Point annotation records
[START]
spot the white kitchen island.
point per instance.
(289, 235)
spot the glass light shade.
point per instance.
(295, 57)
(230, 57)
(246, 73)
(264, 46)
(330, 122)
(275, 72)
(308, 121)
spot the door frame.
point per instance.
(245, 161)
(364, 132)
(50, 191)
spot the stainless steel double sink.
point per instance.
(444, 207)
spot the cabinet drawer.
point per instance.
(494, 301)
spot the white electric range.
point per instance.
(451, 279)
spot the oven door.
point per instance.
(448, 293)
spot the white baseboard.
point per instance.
[END]
Exercise prompt: Copy out the records above line for line, with no changes.

Answer to this task:
spot the white kitchen island.
point per instance.
(289, 235)
spot the glass light shade.
point per instance.
(295, 57)
(230, 57)
(246, 73)
(264, 46)
(330, 122)
(275, 72)
(308, 121)
spot the door frame.
point per instance.
(245, 161)
(364, 132)
(50, 191)
spot the stainless steel double sink.
point per instance.
(444, 207)
spot the cabinet drawer.
point per instance.
(494, 301)
spot the white electric range.
point per instance.
(451, 279)
spot the oven door.
point per instance.
(448, 293)
spot the white baseboard.
point per instance.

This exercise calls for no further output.